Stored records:
━━━━

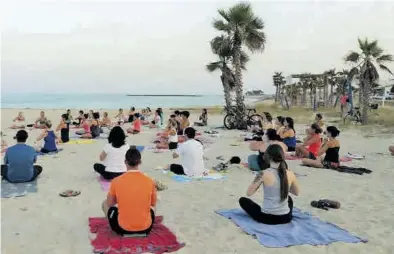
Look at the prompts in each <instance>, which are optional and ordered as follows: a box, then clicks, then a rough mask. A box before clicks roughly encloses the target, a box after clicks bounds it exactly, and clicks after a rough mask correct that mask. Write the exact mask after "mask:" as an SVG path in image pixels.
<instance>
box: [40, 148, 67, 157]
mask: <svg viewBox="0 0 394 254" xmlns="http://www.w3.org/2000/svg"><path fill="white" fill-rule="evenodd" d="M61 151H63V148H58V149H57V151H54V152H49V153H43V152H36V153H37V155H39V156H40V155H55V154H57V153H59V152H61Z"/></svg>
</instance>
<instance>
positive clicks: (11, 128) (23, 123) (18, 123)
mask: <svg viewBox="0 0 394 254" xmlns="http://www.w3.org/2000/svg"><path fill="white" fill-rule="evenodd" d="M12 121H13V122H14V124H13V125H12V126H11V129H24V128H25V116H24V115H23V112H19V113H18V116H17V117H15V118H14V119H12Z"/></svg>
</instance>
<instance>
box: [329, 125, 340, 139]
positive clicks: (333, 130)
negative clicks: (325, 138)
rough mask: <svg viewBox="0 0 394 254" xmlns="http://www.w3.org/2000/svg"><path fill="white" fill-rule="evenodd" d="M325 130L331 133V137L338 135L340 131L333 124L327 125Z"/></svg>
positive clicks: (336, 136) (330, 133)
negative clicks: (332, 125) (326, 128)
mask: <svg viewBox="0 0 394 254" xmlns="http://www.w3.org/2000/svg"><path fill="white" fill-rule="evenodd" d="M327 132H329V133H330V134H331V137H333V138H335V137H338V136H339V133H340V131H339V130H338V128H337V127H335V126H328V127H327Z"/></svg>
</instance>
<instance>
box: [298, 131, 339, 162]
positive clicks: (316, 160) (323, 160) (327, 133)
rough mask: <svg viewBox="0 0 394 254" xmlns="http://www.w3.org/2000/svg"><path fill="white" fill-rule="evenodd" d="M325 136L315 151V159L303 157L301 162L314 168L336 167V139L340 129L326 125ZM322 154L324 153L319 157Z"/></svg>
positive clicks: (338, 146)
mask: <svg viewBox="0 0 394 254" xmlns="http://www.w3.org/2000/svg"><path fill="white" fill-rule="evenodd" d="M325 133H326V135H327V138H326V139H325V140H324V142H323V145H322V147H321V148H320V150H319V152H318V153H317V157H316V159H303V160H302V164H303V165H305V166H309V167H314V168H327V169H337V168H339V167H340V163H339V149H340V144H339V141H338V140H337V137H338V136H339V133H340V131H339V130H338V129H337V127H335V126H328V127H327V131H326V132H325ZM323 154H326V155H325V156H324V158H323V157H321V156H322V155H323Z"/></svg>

━━━━

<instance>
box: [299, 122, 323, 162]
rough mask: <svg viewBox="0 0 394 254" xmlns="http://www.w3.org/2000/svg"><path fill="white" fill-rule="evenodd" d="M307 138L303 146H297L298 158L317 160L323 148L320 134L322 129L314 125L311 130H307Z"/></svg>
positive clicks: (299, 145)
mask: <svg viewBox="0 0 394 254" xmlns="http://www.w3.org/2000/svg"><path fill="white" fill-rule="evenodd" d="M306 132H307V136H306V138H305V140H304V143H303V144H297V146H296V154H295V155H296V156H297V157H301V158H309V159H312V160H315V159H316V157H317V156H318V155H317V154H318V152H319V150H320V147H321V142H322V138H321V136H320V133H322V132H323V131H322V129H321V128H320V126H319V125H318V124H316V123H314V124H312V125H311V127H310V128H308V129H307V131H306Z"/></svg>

━━━━

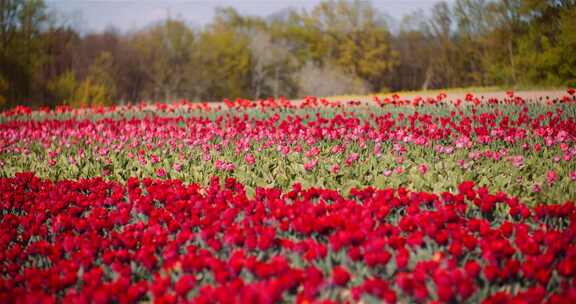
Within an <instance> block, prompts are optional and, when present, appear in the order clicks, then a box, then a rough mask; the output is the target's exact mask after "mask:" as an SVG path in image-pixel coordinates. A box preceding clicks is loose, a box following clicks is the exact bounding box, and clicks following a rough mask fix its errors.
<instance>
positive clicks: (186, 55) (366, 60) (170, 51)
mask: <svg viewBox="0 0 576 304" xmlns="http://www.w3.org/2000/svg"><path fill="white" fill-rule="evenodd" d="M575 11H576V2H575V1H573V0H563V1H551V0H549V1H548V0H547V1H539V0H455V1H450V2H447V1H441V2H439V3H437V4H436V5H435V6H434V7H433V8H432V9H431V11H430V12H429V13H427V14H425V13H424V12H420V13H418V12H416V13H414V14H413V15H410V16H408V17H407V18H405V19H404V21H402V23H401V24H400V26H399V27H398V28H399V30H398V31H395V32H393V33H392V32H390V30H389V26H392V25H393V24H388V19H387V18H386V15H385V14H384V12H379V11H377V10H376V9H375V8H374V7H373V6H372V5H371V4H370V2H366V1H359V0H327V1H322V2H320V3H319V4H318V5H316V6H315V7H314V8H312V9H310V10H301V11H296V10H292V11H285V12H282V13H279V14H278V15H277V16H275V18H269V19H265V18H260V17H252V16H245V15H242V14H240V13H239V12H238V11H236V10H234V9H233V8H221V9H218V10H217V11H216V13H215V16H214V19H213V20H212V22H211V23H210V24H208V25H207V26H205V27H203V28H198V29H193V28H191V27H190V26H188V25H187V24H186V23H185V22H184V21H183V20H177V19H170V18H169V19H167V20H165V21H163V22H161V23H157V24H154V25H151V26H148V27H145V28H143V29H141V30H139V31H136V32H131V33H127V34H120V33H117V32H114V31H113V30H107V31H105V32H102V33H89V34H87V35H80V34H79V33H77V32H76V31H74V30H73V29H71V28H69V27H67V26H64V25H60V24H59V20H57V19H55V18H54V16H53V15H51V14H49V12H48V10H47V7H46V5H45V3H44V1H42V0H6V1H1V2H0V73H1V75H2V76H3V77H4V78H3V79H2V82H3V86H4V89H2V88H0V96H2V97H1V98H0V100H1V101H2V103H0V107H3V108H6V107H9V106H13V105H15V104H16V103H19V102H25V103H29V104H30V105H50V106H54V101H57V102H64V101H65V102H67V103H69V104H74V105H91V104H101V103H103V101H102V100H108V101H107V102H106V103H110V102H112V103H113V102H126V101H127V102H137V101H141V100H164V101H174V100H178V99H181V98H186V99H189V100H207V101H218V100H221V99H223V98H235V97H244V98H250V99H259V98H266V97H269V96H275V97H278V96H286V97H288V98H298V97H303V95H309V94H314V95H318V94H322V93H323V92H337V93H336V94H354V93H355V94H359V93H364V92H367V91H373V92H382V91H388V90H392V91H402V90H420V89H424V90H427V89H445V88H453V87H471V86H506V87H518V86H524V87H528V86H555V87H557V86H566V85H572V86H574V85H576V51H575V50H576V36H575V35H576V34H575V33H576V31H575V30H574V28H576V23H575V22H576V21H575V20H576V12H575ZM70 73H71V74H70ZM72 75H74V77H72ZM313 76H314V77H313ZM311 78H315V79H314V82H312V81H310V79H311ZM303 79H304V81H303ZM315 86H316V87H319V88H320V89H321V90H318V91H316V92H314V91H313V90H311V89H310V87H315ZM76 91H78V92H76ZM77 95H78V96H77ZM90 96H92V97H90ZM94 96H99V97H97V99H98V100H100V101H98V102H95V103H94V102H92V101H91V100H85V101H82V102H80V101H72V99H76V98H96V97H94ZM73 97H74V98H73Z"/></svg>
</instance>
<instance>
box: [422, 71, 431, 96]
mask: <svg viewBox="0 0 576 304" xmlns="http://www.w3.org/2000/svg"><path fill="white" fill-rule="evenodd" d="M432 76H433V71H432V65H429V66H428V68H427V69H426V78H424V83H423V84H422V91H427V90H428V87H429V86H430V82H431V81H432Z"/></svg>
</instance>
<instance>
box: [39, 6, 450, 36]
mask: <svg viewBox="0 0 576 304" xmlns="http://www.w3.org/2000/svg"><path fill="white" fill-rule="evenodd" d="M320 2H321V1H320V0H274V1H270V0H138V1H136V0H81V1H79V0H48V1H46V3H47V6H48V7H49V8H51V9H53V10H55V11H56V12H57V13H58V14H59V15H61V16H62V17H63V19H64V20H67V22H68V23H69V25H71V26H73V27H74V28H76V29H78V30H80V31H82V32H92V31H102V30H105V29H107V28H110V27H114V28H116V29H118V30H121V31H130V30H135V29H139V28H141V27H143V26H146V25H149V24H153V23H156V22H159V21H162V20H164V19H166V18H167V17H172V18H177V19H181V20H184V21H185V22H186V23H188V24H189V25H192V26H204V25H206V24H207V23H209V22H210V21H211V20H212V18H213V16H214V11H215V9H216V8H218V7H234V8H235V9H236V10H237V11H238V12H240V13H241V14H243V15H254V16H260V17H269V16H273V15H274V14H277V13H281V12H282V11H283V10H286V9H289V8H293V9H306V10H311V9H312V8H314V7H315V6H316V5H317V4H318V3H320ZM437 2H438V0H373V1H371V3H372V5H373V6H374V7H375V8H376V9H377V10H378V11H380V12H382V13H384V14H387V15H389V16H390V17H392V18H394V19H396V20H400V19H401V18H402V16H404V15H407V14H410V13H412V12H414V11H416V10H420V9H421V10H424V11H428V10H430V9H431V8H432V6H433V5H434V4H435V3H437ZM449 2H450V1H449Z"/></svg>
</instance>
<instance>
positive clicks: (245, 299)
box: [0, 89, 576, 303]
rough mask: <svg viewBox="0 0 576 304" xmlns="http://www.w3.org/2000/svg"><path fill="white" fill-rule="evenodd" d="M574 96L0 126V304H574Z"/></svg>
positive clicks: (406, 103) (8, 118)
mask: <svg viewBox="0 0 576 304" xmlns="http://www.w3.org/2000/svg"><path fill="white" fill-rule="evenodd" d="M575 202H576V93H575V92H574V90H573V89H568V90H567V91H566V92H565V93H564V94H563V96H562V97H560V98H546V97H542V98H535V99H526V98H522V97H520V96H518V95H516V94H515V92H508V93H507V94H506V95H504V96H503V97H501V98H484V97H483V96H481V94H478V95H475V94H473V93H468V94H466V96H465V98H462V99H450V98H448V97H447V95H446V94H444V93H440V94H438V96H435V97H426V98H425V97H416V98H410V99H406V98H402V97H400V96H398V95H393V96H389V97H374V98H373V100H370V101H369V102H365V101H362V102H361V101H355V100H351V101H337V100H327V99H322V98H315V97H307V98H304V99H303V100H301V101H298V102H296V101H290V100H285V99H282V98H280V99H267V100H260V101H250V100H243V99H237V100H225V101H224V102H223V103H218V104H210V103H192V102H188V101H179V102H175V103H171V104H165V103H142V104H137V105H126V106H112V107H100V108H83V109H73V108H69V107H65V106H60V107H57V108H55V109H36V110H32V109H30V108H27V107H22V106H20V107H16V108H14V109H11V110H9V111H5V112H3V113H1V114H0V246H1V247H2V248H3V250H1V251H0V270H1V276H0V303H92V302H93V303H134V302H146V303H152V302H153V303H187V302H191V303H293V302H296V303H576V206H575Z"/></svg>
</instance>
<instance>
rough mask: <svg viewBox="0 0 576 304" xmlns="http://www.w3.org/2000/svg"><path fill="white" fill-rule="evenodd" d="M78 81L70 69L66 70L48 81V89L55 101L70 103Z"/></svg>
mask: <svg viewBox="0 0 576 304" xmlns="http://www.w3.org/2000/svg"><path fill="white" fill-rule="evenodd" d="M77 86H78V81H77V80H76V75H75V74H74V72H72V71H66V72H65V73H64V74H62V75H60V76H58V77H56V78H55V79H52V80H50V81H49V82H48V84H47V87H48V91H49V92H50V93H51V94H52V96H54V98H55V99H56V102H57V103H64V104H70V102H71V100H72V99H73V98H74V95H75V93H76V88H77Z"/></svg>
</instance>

━━━━

# PROBLEM DESCRIPTION
Copy the items verbatim, everything from the line containing "Within an <instance>" down to the line containing "positive clicks: (186, 55)", including both of those lines.

# OUTPUT BELOW
Within an <instance> block, prompts are optional and, when present, appear in the order clicks, then a box, then a rough mask; the output is the target's exact mask after "mask:" as an SVG path in image-pixel coordinates. A box preceding clicks is loose, a box following clicks is the exact bounding box, and clicks following a rough mask fix its errors.
<instance>
positive clicks: (186, 55) (366, 60) (170, 51)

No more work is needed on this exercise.